ASSIGNMENT. Read the entries that follow and give each one again precisely.
(SUPPLIED RECORDS begins)
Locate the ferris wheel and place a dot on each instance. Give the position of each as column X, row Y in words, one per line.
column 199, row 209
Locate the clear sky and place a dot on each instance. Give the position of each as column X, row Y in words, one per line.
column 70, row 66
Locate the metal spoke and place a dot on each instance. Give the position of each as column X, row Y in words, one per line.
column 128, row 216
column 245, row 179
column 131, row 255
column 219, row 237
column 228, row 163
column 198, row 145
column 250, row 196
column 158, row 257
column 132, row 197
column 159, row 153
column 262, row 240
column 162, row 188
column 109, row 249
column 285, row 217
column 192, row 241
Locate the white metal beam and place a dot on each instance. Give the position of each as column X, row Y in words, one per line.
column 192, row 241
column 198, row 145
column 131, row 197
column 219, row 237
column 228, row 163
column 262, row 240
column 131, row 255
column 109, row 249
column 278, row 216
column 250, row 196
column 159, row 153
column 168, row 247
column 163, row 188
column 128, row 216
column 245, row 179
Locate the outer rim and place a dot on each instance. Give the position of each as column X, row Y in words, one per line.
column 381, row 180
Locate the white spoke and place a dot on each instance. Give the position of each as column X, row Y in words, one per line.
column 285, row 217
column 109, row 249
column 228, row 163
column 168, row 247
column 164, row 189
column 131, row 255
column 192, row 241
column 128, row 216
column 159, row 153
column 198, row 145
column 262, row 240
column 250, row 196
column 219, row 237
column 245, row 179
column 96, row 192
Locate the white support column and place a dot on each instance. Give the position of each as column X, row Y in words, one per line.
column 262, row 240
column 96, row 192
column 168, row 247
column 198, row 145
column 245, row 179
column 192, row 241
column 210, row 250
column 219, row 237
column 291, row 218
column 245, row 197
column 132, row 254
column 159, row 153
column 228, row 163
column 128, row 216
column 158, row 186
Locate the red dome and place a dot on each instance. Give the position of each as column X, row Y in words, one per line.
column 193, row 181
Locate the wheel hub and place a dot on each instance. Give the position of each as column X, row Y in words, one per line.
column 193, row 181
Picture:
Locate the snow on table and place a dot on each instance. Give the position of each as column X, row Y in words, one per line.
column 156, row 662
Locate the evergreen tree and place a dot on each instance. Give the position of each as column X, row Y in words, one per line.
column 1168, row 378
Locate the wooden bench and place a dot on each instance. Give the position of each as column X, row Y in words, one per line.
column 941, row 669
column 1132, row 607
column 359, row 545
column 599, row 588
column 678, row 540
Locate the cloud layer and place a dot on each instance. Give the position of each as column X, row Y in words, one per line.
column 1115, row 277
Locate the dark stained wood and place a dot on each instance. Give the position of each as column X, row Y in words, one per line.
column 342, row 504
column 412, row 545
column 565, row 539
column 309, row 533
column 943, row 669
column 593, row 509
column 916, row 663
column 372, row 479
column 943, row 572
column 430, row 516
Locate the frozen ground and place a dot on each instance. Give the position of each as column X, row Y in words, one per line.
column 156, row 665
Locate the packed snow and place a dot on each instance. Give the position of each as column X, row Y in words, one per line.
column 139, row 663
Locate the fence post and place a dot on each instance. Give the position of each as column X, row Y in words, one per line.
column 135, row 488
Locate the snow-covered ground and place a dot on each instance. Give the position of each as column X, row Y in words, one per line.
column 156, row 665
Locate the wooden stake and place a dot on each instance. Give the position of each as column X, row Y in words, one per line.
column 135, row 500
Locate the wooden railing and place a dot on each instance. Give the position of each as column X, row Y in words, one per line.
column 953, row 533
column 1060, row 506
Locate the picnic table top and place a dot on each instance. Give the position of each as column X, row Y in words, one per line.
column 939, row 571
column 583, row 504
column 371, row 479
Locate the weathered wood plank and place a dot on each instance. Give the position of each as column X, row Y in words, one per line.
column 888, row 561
(SUPPLIED RECORDS ends)
FINISHED TASK.
Locate the ferris wheel and place a dot on each instance. Give the position of each as column X, row Y in words, one per line.
column 199, row 209
Locate the clear sky and place a dot on each instance. Give the position of each as column X, row Y in words, one per line.
column 70, row 66
Locate the metal spoke and place a dot on each instance. Give the position of each as column X, row Y in words, one per line.
column 128, row 216
column 245, row 179
column 131, row 255
column 219, row 237
column 228, row 163
column 198, row 145
column 250, row 196
column 158, row 257
column 132, row 197
column 159, row 153
column 262, row 240
column 162, row 188
column 109, row 249
column 285, row 217
column 192, row 241
Locate the white metal beam and place a dot on each instance. Give the position of each as column X, row Y in words, one per line.
column 192, row 241
column 198, row 145
column 131, row 197
column 219, row 237
column 228, row 163
column 262, row 240
column 131, row 255
column 109, row 249
column 278, row 216
column 250, row 196
column 159, row 153
column 168, row 247
column 163, row 188
column 128, row 216
column 245, row 179
Locate the outer rim and place a dot on each instance. Give the position of each as column X, row Y in words, one per line.
column 381, row 180
Locate the white spoke and place a dot on each instance. Give the position of each as column X, row Y in words, one per line.
column 285, row 217
column 109, row 249
column 228, row 163
column 168, row 247
column 164, row 189
column 131, row 255
column 192, row 241
column 128, row 216
column 159, row 153
column 198, row 145
column 262, row 240
column 250, row 196
column 219, row 237
column 245, row 179
column 96, row 192
Locate the white support column and place a dot on each instance. Give the position of each as column X, row Y in words, one per line.
column 262, row 240
column 96, row 192
column 168, row 247
column 198, row 145
column 245, row 179
column 192, row 241
column 210, row 250
column 219, row 237
column 291, row 218
column 245, row 197
column 132, row 254
column 159, row 153
column 228, row 163
column 128, row 216
column 158, row 186
Locate the red dome and place a dot on each instance. Give the position of each as column X, row Y in words, one per line.
column 193, row 181
Locate the wheel hub and place a dot on each instance. Give the position of each as column X, row Y in words, one per line.
column 193, row 181
Picture:
Locate the snow on table and place a dot on each instance. Give the position of each as column X, row Y in words, one per line.
column 156, row 662
Locate the evergreen tree and place a dot on each instance. Give the position of each as column X, row Y in words, one per line.
column 1168, row 378
Locate the wooden bench and place a dot on each instance. Give the position of each as column X, row Y in words, one per line.
column 941, row 669
column 1132, row 607
column 359, row 545
column 599, row 588
column 678, row 540
Locate the cloud layer and place a dot on each instance. Give the position of each as column X, row Y in words, one per line.
column 1115, row 277
Locate the dark stained wood and place a dot on each instance. Give the position of each as column X, row Y in words, one per line.
column 342, row 504
column 412, row 545
column 565, row 539
column 309, row 533
column 943, row 669
column 593, row 509
column 916, row 663
column 372, row 479
column 943, row 572
column 430, row 516
Locate the frozen ground and place a dot on each instance. Give the position of each as column X, row Y in words, one per line.
column 156, row 665
Locate the packed snow and place a dot on each instance. Give the position of each as column X, row Y in words, one per line.
column 139, row 663
Locate the fence post and place a dot on each instance. Give the position of each as column X, row Y in words, one per line.
column 135, row 488
Locate the snow-covered ground and place a dot on each instance. Give the position of each as column X, row Y in words, one per line.
column 156, row 665
Locate the wooden stake and place a dot on each instance. Give the position of each as column X, row Y in words, one per line.
column 135, row 500
Locate the wooden railing and place a dot on each instance. Give the position of each as column X, row Y in words, one per line.
column 953, row 533
column 1060, row 506
Locate the picnic table top and place a dot on each instance. Give the position of each as column X, row Y in words, one per line.
column 939, row 571
column 583, row 504
column 371, row 479
Locate the weathered wood plank and place a dot on each instance. Give the position of each as column X, row Y in words, one per line.
column 888, row 561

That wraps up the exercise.